>> BEGIN
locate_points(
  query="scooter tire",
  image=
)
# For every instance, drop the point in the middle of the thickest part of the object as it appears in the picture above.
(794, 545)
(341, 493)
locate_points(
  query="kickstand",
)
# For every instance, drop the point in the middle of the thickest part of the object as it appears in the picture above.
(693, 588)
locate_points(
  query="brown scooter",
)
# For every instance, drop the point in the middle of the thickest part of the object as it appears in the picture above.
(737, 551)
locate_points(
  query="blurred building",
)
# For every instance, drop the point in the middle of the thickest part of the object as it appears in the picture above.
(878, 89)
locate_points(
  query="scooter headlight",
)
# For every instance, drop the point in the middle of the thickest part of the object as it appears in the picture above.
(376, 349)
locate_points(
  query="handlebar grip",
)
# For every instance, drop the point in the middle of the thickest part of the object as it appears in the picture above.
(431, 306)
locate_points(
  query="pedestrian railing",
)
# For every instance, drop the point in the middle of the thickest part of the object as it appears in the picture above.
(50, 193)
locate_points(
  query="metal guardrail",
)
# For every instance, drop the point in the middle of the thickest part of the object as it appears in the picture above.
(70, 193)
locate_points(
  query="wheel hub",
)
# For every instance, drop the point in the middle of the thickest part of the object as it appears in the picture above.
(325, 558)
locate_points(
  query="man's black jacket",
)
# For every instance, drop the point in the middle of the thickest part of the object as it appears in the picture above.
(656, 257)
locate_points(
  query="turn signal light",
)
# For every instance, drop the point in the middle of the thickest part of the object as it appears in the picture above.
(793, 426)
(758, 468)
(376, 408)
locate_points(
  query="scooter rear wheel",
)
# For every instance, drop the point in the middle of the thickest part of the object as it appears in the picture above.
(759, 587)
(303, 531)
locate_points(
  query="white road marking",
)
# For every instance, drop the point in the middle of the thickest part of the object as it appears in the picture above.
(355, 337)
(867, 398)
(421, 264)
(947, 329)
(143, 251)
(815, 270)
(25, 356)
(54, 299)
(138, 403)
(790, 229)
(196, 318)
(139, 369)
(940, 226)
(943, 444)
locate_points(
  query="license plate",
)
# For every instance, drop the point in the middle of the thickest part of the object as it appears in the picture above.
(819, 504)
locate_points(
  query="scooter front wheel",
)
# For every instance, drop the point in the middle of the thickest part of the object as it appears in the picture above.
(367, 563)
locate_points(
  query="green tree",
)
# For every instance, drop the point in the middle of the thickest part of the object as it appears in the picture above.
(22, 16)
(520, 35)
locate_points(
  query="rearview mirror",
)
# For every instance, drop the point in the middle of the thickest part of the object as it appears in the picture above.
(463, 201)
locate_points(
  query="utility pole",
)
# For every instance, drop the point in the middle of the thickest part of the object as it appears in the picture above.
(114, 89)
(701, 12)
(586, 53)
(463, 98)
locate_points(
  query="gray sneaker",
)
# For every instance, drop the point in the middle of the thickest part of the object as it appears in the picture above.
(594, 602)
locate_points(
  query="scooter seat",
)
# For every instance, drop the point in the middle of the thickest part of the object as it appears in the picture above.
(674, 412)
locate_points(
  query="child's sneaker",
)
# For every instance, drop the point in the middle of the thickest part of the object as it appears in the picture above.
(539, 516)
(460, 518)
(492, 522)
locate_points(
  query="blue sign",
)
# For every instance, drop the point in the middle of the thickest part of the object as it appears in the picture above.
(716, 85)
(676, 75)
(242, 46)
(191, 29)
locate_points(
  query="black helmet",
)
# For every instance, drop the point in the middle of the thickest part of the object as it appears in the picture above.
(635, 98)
>> END
EXERCISE DESCRIPTION: Everything in the listing above should be restated exactly.

SOLUTION FOR THIS PROBLEM:
locate_points(
  query="scooter tire",
  image=
)
# For every instance, drop the point in the middle of the thickest part of the object as it appears in the picture above.
(794, 545)
(341, 493)
locate_points(
  query="kickstand",
)
# For every instance, drop the point in the middle of the thickest part of the object as it appears in the picture above.
(693, 588)
locate_points(
  query="brown scooter",
)
# For every instance, drop the point in the middle of the thickest part of the object as it appears in the picture above.
(737, 551)
locate_points(
  query="blurred building",
)
# For every instance, drop the point in the middle of the thickest part of the object as it appears in the picture above.
(878, 89)
locate_points(
  query="scooter headlight",
)
# For every instance, drop the point in the middle of the thickest part of the object as it appears in the picture above.
(376, 349)
locate_points(
  query="handlebar grip",
)
# For every instance, drop the point in the middle of the thickest part of the object as it appears in the picture above.
(431, 306)
locate_points(
  query="pedestrian railing",
)
# For every instance, drop the point in the middle of the thickest part of the object as it appears in the picture above.
(50, 193)
locate_points(
  query="metal guardrail",
)
# For every instance, drop the point in the middle of the thickest part of the object as it appears in the picture above.
(70, 193)
locate_points(
  query="wheel hub",
)
# For every instance, drop the point in the middle of the thickest part of the object as it appears in the picture above.
(325, 558)
locate_points(
  query="man's black jacket",
)
# For every instance, drop the point in the middle of the thickest part of the object as it appears in the picture above.
(656, 257)
locate_points(
  query="turn signal light",
)
# For every instance, drop the point in the middle of the thickest part of the object as it appears in the picture above.
(793, 426)
(758, 468)
(376, 408)
locate_points(
  query="scooter rear wheel",
)
# For every instance, drop the point in the middle of the thickest part of the object as it appears in the picture above.
(759, 587)
(303, 531)
locate_points(
  query="white road marking",
)
# For every instance, drop the point in the middle of the thickest part of the object as it appears in the picture above.
(355, 337)
(867, 398)
(421, 264)
(947, 329)
(143, 251)
(815, 270)
(25, 356)
(54, 299)
(138, 403)
(790, 229)
(196, 318)
(139, 369)
(940, 226)
(943, 444)
locate_points(
  query="license plate",
)
# For every instance, drop the point in the middle of the thickest part of the object as it appears in the picture above.
(819, 504)
locate_points(
  query="scooter front wheel",
)
# For every instance, drop the point in the middle of the thickest part of the object as it appears in the picture above.
(367, 563)
locate_points(
  query="green tree",
)
# For every instance, drop the point in the middle of the thickest part of the object as it appears in the picture above.
(22, 16)
(520, 35)
locate_points(
  query="rearview mirror",
)
# For every instance, drop the point in the middle of the thickest part of the object as it appears in the picture above.
(463, 201)
locate_points(
  query="utility pole",
)
# For every instance, drop the point in the middle of the thickest part of the object as it appears in the picture above.
(114, 89)
(701, 12)
(586, 53)
(463, 98)
locate_points(
  query="gray sneaker",
)
# For every instance, drop the point in the middle of the thickest part of the object as it appears in the picture above.
(594, 602)
locate_points(
  query="scooter seat",
)
# For every instance, drop the point in the middle of the thickest part of the object as it appears in the picture above.
(674, 412)
locate_points(
  query="child's sneaker",
)
# For every instance, drop the point in the middle of the thickest part of the object as it appears in the picture above.
(539, 516)
(460, 518)
(492, 522)
locate_points(
  query="blue sign",
)
# For every instance, drop the point in the middle of the thickest part of the object as it appears in the picture above.
(716, 85)
(676, 75)
(242, 46)
(191, 29)
locate_points(
  query="black helmet",
)
# For every instance, drop the point in the middle of the thickest part of the object as it appears in the picture above.
(635, 98)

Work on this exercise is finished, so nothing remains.